Items from a dataset
■ ■ ■

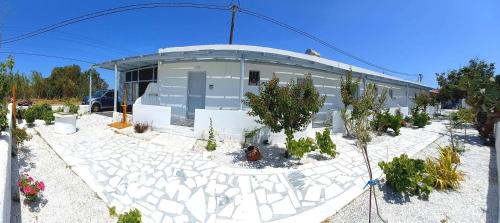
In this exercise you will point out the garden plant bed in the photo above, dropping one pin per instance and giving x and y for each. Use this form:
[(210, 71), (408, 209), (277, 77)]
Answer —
[(475, 201), (166, 179), (66, 197)]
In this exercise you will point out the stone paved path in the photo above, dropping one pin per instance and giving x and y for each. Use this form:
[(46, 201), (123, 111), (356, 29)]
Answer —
[(169, 182)]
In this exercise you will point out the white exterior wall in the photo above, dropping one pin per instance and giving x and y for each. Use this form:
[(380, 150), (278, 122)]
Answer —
[(225, 78)]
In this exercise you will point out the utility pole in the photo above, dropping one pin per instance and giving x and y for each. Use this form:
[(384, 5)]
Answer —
[(234, 8)]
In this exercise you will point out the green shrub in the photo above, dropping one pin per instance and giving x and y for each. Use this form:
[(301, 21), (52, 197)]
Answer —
[(420, 119), (72, 107), (20, 136), (444, 171), (3, 118), (133, 216), (396, 122), (211, 144), (325, 144), (383, 121), (30, 116), (300, 147), (48, 117), (407, 176)]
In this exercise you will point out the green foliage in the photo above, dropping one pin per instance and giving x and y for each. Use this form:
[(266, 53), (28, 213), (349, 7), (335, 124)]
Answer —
[(249, 135), (444, 171), (30, 116), (112, 211), (20, 136), (133, 216), (72, 107), (289, 108), (348, 89), (419, 119), (42, 112), (211, 144), (480, 87), (48, 117), (325, 144), (300, 147), (407, 176), (3, 118)]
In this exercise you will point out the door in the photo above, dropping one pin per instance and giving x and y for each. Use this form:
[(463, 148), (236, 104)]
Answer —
[(108, 100), (196, 92)]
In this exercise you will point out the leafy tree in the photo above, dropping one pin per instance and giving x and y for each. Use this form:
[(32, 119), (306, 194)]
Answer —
[(289, 108), (348, 89), (480, 87)]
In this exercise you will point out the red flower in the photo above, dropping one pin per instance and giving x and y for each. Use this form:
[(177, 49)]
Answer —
[(40, 185)]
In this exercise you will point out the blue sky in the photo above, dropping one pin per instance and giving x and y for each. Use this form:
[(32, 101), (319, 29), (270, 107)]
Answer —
[(425, 36)]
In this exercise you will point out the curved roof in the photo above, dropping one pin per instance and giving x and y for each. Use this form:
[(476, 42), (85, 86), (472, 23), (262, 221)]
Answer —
[(251, 53)]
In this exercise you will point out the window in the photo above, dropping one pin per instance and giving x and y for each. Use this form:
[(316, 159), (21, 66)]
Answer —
[(110, 94), (254, 78), (301, 80), (128, 76), (146, 74)]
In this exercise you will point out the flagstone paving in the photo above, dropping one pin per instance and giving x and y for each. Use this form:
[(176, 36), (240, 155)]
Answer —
[(169, 182)]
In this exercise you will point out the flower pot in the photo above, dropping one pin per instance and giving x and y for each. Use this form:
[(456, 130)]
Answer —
[(253, 153)]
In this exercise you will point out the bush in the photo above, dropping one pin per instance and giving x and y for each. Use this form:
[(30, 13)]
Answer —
[(20, 136), (420, 119), (325, 144), (383, 121), (48, 117), (300, 147), (29, 115), (141, 127), (133, 216), (444, 171), (407, 176), (211, 144), (30, 188), (3, 118)]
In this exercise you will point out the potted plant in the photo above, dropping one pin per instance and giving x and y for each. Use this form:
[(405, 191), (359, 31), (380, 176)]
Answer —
[(30, 188)]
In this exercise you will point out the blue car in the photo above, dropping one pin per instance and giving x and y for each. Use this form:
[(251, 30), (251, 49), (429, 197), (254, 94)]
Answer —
[(101, 100)]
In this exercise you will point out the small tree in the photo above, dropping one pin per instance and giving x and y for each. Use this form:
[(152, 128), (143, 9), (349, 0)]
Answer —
[(289, 108), (211, 144), (362, 108), (348, 89)]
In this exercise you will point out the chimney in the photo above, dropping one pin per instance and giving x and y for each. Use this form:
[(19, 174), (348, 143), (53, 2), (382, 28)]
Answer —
[(312, 53)]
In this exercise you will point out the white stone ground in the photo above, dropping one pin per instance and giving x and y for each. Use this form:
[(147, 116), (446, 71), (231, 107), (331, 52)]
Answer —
[(475, 201), (169, 181), (66, 197)]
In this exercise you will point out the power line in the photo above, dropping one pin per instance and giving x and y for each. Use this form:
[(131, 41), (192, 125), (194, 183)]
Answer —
[(109, 12), (45, 55), (195, 5), (322, 42)]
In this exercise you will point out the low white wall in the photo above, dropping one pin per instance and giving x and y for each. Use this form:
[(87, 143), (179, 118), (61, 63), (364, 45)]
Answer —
[(497, 147), (228, 124), (231, 125), (5, 172), (157, 116)]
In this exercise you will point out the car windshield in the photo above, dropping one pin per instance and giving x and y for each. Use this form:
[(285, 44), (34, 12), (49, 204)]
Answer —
[(98, 94)]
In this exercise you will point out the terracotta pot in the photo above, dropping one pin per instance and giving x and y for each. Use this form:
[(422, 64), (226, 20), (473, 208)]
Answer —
[(253, 153)]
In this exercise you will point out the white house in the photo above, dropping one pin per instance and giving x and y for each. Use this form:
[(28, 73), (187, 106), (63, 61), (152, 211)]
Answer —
[(214, 78)]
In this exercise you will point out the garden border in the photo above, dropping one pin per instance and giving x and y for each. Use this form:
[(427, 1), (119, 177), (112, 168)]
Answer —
[(5, 170)]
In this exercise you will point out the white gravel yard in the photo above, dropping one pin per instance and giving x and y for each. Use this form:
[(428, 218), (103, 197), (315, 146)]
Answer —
[(66, 197), (475, 201)]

■ ■ ■

What is needed:
Copy exactly, and only, the lines from the line that contains "In this exercise you will point out the car" through the end of the data above.

Solution:
In this exercise you will point out the car windshield in the photo above, dropping one pin per instance and giving x and y for each. Use this form:
[(285, 44), (34, 12), (49, 204)]
Answer —
[(98, 94)]
In this exercise you will point out the terracotta pot in the photo above, dropping one pin per instance and giving x and y for each. Use this form:
[(422, 64), (226, 20), (473, 208)]
Answer —
[(253, 153)]
In this exercise you will point out the white house in the photo above, dropping one pin per instance and giving x and y for each. Use this form:
[(28, 73), (187, 106), (63, 61), (152, 211)]
Answer —
[(214, 78)]
In this exercise you will point out the garden border in the photo above, dropping one pin per instance and giving x and y for each. Use this form:
[(427, 1), (119, 177), (112, 168)]
Answer —
[(5, 170)]
In this exercise you will point out the white gravel yard in the photo above, dropping one pin per instance and giving x and y for each. Use this form:
[(428, 218), (103, 197), (315, 146)]
Answer —
[(66, 197), (475, 201)]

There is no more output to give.